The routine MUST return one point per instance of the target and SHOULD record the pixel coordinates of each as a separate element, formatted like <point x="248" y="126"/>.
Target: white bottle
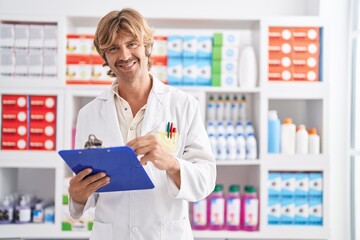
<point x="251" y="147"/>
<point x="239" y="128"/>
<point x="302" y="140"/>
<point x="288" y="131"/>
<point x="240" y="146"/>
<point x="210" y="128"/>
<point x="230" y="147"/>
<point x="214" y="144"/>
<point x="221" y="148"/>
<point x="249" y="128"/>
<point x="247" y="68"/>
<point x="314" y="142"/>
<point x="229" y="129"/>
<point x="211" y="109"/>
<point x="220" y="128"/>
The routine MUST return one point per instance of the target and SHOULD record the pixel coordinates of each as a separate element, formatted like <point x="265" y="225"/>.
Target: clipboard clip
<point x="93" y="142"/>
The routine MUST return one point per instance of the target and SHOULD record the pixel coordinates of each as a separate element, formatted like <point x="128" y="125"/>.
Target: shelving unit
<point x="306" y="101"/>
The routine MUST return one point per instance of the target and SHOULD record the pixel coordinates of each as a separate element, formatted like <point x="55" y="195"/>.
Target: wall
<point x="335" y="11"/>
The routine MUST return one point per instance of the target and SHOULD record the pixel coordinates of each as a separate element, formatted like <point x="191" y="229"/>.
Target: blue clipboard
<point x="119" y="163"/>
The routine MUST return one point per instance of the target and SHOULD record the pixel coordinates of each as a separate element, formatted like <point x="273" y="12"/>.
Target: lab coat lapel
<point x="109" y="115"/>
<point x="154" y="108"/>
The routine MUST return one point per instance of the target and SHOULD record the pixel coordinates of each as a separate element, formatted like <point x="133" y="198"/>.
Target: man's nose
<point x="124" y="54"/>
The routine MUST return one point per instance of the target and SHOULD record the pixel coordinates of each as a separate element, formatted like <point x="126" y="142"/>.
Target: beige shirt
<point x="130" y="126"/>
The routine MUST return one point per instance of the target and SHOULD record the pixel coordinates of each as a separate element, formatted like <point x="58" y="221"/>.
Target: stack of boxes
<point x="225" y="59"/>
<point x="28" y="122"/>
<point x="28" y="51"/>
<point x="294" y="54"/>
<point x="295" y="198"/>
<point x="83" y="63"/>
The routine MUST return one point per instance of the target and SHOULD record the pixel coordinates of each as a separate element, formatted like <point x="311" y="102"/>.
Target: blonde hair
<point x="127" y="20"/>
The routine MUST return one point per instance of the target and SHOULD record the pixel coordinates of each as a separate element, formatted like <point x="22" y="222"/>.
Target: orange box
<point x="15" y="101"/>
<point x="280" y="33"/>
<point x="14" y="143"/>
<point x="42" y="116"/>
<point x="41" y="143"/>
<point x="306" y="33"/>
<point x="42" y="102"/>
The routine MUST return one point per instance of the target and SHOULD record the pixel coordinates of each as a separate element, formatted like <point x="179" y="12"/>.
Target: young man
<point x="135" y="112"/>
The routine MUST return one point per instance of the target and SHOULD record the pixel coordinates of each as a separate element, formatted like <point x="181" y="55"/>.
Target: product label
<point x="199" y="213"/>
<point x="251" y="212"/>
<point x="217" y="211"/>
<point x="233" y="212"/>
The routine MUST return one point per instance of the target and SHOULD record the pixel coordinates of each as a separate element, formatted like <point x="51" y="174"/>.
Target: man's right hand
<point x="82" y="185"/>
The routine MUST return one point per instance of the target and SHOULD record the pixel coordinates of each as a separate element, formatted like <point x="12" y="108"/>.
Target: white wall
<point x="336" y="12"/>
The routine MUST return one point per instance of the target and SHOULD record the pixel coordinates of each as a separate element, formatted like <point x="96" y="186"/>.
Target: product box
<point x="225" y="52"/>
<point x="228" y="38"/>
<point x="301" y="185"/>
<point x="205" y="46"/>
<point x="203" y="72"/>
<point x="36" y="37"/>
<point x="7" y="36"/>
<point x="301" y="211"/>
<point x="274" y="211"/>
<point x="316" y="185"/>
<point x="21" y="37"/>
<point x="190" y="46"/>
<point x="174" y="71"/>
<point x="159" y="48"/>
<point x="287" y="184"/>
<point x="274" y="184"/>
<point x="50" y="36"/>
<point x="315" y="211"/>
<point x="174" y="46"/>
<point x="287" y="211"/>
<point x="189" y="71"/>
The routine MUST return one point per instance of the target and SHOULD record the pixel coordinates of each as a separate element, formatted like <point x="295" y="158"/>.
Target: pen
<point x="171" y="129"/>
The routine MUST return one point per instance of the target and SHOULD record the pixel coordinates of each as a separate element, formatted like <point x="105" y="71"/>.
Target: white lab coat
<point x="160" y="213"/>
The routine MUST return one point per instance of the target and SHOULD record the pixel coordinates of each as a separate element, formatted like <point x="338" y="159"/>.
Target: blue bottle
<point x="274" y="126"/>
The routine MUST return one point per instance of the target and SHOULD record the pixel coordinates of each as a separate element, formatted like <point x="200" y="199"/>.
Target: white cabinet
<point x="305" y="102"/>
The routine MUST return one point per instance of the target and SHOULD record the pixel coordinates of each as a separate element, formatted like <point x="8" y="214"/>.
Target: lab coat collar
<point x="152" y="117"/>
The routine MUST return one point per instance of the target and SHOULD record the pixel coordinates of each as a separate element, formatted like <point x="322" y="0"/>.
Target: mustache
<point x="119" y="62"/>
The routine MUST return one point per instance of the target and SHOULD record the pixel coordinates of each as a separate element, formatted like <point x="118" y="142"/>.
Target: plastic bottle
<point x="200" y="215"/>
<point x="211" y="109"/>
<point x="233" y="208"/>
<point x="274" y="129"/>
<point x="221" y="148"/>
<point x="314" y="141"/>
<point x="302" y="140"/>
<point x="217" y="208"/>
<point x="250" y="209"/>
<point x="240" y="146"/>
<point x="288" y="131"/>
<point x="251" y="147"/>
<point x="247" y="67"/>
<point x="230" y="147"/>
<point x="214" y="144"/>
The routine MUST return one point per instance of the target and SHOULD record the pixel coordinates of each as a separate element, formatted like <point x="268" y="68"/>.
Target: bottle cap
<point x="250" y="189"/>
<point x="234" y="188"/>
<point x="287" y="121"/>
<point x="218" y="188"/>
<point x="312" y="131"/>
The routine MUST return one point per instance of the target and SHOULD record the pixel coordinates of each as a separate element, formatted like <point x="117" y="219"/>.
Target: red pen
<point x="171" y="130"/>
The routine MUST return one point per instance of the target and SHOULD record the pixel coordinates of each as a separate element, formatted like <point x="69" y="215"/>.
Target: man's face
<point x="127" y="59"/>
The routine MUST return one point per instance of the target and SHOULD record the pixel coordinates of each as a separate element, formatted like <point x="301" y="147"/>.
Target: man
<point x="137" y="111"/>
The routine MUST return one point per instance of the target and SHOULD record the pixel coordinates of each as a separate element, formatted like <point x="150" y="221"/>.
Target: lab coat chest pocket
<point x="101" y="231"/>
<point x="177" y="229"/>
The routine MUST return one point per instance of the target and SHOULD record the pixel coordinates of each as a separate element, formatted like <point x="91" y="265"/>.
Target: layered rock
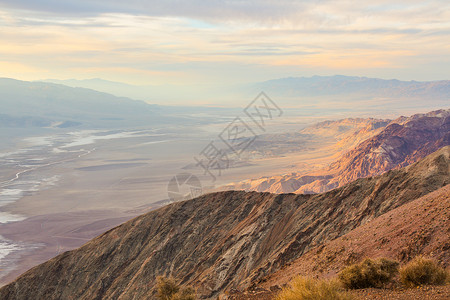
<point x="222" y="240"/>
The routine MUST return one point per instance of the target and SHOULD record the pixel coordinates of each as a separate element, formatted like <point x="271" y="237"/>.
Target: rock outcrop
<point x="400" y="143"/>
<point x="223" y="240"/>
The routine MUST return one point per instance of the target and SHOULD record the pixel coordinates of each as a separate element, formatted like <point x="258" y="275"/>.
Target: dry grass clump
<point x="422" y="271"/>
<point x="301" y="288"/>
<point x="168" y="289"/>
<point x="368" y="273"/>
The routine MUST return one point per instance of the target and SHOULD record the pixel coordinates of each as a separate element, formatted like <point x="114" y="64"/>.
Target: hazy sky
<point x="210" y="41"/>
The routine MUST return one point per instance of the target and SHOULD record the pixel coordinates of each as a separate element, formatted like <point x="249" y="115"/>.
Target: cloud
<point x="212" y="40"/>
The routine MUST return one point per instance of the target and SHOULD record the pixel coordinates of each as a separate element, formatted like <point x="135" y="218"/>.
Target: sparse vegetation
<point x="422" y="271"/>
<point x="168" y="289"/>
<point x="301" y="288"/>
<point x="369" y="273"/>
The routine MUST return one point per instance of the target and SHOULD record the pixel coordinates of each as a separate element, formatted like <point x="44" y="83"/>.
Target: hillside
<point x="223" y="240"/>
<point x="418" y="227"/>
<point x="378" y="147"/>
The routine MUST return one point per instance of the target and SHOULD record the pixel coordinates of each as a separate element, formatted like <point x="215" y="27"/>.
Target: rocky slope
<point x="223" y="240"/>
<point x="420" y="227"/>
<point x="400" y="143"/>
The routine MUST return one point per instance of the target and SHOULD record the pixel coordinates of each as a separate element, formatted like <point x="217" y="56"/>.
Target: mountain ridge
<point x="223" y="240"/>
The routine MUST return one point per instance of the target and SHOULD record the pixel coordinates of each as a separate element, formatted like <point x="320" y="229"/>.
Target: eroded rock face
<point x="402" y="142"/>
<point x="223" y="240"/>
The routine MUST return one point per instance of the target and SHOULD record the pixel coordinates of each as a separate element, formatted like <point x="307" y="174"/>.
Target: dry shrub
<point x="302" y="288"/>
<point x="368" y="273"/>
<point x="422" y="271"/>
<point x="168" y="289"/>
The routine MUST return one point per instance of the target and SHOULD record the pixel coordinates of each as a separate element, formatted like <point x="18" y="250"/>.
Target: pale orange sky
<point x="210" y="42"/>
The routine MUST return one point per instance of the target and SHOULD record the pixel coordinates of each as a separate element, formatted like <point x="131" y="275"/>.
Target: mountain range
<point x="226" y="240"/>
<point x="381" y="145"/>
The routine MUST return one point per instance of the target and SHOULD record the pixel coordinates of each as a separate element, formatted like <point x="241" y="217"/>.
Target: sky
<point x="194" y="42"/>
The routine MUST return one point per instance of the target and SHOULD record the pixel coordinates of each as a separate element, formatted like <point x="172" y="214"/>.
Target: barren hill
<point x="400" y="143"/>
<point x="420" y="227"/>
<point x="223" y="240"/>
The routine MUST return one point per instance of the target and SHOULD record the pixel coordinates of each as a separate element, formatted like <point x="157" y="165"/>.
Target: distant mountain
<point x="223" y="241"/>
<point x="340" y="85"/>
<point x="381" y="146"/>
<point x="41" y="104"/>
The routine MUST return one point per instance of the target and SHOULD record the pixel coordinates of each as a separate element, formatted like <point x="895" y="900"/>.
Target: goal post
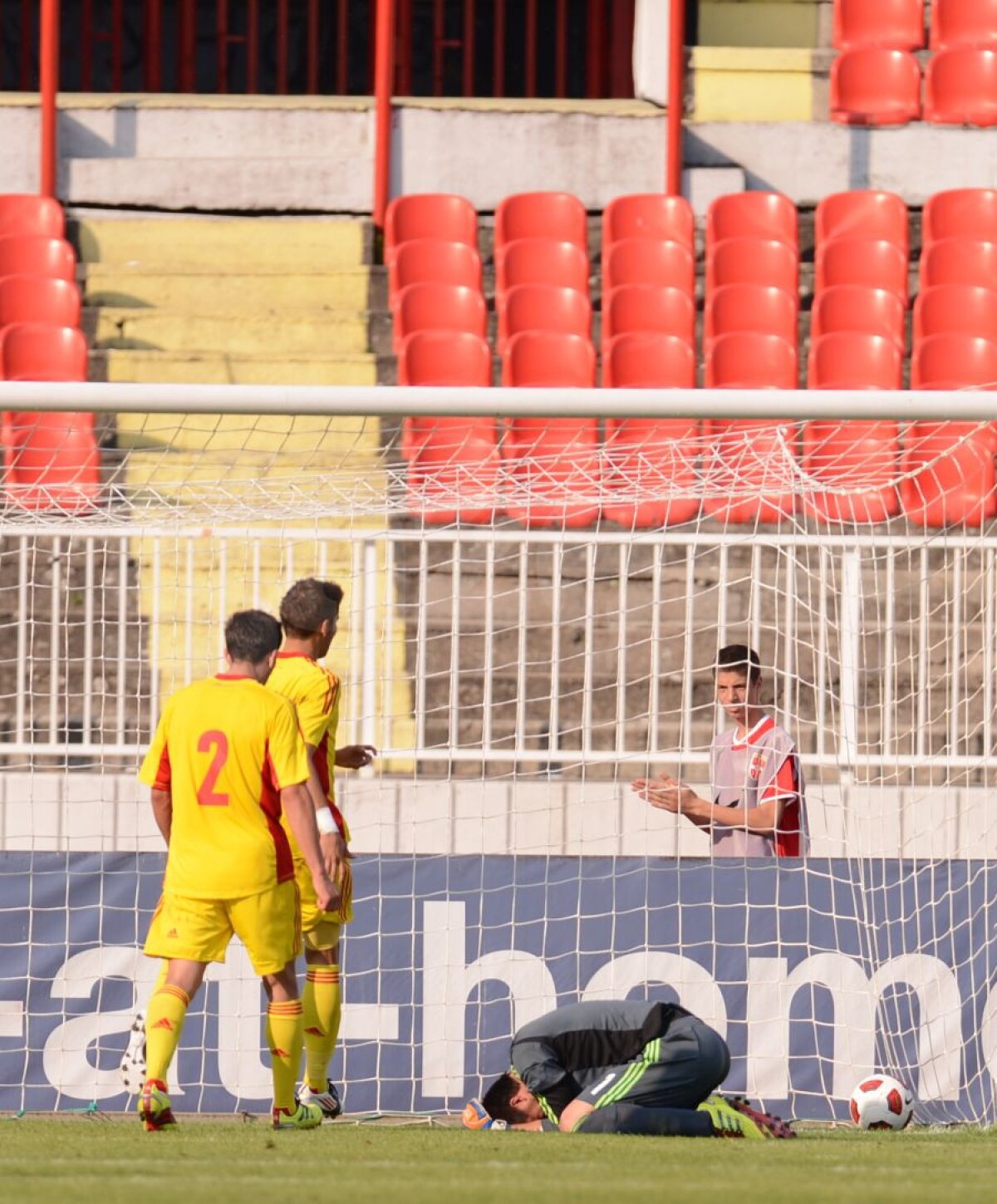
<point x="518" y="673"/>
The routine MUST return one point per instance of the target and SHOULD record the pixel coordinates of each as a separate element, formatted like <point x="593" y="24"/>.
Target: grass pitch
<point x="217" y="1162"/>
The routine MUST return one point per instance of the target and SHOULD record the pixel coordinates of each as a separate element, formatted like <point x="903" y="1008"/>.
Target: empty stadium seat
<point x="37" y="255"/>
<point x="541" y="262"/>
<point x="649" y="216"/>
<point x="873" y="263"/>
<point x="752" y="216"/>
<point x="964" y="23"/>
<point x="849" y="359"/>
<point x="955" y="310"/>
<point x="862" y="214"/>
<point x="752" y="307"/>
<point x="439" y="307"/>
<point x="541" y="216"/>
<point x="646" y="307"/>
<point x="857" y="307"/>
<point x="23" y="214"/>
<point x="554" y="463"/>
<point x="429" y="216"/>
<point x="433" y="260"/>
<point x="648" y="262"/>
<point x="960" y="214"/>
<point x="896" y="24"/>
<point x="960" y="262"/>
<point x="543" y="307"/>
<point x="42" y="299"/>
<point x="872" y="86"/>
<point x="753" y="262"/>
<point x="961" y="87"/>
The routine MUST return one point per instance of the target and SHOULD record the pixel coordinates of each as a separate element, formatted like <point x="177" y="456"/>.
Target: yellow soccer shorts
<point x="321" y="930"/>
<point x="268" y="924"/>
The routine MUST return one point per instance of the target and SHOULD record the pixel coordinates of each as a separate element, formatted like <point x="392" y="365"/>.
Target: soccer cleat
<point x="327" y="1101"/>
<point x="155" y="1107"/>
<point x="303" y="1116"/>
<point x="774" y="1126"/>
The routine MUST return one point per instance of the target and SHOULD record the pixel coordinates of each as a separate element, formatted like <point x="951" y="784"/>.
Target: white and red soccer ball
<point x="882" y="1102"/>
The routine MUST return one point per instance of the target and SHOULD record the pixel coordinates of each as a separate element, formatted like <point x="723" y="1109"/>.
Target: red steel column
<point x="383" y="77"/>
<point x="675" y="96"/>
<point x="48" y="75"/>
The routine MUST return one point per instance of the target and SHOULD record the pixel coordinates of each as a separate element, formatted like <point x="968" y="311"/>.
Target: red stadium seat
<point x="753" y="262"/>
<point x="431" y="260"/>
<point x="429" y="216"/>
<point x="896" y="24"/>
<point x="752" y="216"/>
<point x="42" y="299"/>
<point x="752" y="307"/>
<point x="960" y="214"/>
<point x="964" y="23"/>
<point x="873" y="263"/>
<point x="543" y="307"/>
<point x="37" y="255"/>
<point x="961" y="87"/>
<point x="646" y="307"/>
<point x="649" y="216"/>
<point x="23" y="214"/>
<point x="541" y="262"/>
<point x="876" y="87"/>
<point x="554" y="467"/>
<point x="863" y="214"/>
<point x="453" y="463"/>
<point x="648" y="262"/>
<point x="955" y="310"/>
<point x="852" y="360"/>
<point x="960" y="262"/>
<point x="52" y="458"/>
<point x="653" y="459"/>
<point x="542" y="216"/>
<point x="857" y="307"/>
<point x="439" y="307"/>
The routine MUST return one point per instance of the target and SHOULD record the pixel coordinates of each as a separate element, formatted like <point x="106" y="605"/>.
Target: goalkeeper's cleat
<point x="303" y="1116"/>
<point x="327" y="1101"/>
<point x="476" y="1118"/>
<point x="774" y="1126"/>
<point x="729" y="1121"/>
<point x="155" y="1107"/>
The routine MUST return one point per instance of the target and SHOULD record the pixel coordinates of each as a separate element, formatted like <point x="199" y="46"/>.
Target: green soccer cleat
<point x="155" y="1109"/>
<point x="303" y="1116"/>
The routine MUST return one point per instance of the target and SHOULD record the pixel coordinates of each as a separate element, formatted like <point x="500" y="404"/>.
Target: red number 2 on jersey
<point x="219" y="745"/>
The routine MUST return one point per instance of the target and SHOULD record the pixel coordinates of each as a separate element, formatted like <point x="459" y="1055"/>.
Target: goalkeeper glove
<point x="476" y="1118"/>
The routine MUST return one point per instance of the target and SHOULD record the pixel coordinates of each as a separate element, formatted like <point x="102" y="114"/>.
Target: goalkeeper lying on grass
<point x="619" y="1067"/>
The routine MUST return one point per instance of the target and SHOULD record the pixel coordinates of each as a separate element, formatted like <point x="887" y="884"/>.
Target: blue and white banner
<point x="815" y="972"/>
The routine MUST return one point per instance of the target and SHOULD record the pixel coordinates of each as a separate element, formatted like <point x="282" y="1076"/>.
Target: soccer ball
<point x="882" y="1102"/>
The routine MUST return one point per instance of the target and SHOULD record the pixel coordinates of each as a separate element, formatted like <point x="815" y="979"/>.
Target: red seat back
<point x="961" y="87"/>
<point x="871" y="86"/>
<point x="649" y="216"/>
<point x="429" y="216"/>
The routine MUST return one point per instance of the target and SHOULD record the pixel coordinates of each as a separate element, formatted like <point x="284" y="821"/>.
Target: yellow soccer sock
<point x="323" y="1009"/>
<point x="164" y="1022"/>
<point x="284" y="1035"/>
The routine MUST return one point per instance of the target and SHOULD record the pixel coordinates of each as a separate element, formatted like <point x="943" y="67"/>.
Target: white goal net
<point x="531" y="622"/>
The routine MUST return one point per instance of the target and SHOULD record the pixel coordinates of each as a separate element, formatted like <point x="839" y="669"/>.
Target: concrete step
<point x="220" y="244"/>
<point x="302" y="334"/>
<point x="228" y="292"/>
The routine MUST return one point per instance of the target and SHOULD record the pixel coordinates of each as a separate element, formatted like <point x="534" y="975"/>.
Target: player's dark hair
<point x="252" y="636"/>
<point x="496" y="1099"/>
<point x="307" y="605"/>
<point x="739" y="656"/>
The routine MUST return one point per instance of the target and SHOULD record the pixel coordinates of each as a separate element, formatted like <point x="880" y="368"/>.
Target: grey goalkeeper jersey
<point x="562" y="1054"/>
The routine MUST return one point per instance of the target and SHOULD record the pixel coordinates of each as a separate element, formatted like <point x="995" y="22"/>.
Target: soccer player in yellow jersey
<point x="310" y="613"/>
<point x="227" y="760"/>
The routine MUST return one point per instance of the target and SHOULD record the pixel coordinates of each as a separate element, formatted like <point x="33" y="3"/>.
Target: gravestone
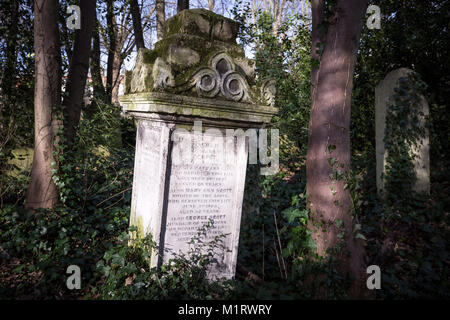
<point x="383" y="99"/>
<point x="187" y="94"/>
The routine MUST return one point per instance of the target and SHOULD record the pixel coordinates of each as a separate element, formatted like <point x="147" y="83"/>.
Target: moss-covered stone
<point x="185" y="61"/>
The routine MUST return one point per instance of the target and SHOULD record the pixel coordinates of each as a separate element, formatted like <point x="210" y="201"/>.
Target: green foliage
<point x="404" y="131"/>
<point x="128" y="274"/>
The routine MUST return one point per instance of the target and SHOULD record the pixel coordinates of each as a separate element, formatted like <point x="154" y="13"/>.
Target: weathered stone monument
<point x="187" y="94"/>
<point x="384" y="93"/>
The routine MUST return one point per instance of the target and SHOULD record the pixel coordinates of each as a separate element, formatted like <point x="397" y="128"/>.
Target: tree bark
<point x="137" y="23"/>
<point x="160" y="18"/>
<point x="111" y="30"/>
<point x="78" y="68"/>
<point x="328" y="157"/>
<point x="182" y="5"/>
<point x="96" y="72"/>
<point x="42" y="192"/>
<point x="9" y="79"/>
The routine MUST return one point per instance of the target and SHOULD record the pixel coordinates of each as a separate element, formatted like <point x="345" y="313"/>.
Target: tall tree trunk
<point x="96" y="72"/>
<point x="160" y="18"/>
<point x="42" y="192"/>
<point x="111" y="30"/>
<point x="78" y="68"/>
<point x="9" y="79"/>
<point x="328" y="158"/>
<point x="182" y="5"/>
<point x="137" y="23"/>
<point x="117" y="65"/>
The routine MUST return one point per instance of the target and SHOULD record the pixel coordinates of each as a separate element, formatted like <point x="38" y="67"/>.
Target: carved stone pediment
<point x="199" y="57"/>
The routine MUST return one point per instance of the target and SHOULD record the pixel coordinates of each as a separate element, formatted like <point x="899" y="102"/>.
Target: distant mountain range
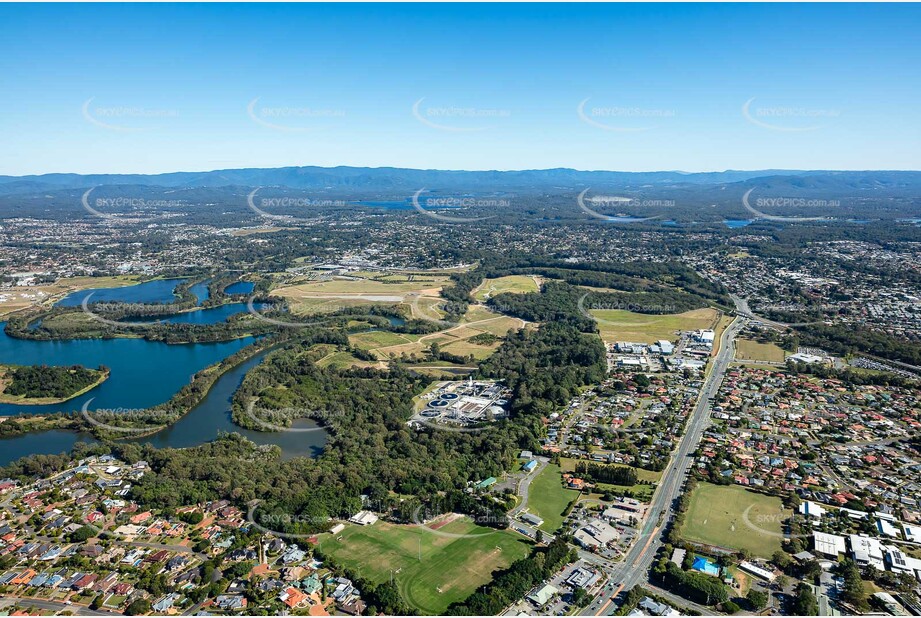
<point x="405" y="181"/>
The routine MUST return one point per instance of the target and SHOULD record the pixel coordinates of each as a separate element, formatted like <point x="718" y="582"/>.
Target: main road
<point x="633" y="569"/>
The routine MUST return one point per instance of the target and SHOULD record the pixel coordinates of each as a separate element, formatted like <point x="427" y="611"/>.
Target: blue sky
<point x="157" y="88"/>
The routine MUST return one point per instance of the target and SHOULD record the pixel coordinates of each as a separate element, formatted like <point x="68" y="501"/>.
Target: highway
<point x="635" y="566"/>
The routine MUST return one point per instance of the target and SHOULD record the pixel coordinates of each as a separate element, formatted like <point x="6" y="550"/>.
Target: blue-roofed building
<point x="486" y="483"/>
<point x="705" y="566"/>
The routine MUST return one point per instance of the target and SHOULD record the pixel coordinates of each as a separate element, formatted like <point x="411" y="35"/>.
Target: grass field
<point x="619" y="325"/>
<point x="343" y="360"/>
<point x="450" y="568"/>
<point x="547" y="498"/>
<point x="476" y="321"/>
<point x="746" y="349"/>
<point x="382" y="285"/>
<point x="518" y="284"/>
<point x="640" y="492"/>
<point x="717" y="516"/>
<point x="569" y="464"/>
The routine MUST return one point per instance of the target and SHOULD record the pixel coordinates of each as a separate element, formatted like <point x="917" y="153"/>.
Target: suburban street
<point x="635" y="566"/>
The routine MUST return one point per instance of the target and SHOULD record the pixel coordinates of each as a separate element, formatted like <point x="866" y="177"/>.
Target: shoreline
§ §
**AIM OF THE TASK**. Return every line of the entries above that contains the word "grass". Case counts.

**TASK RESPONSE**.
Target: dry grass clump
Target: grass pitch
Target: goalkeeper lying on grass
Target: grass field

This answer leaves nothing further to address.